Instruction –
Reproduce each line of the material precisely.

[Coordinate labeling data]
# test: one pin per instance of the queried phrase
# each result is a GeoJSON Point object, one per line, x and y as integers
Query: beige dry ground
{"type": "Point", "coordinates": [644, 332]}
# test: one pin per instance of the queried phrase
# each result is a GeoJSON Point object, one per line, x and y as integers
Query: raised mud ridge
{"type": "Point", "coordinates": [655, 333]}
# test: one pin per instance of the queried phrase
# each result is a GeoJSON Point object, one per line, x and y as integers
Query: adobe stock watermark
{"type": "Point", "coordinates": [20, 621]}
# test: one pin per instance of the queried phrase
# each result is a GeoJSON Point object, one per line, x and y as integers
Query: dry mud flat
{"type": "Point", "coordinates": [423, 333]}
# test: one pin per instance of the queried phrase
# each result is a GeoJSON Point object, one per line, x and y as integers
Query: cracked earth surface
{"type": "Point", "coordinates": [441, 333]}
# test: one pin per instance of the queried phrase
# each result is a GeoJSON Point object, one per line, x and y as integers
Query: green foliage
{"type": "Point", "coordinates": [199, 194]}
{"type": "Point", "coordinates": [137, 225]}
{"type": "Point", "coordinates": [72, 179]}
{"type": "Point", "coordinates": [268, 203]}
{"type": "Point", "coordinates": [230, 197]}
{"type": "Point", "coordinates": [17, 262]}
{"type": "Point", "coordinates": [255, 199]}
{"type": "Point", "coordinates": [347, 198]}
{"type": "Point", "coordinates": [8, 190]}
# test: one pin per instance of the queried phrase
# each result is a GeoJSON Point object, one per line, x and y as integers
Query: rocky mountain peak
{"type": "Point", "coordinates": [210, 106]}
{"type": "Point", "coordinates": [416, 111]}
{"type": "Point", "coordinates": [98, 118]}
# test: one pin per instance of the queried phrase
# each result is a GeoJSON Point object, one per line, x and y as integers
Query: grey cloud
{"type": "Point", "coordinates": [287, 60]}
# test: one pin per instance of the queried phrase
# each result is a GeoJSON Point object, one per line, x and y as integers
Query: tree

Expected answer –
# test: one pin per instance of the queried phrase
# each result is a GeoJSON Point object, one per line, x and y as integers
Query: beige dry ground
{"type": "Point", "coordinates": [644, 332]}
# test: one pin per instance of the queried phrase
# each result is a GeoJSON Point object, one per line, x and y as integers
Query: raised mud ridge
{"type": "Point", "coordinates": [655, 333]}
# test: one pin per instance of the queried phrase
# each result is a GeoJSON Point object, one per line, x and y as integers
Query: adobe stock watermark
{"type": "Point", "coordinates": [20, 621]}
# test: one pin per instance of the queried phrase
# each result is a GeoJSON Point object, one per line, x and y as integers
Query: dry mud flat
{"type": "Point", "coordinates": [423, 333]}
# test: one pin per instance of the queried phrase
# each result is a GeoJSON Point object, one per line, x and y as integers
Query: cracked earth surface
{"type": "Point", "coordinates": [441, 333]}
# test: one pin per instance of the queried phrase
# each result is a GeoJSON Point object, one per line, x and y as integers
Query: green foliage
{"type": "Point", "coordinates": [199, 194]}
{"type": "Point", "coordinates": [137, 225]}
{"type": "Point", "coordinates": [72, 179]}
{"type": "Point", "coordinates": [268, 203]}
{"type": "Point", "coordinates": [230, 197]}
{"type": "Point", "coordinates": [17, 262]}
{"type": "Point", "coordinates": [255, 199]}
{"type": "Point", "coordinates": [347, 198]}
{"type": "Point", "coordinates": [8, 190]}
# test: one pin per instance of the queried phrase
# each result is a GeoJSON Point object, one per line, x and y as integers
Query: rocky mountain peak
{"type": "Point", "coordinates": [210, 106]}
{"type": "Point", "coordinates": [416, 111]}
{"type": "Point", "coordinates": [98, 118]}
# test: one pin per instance of the queried phrase
# each result is a GeoJSON Point object, one per line, x and y as integers
Query: grey cloud
{"type": "Point", "coordinates": [287, 60]}
# test: one pin per instance of the queried phrase
# each result is a GeoJSON Point object, one per line, x and y as integers
Query: tree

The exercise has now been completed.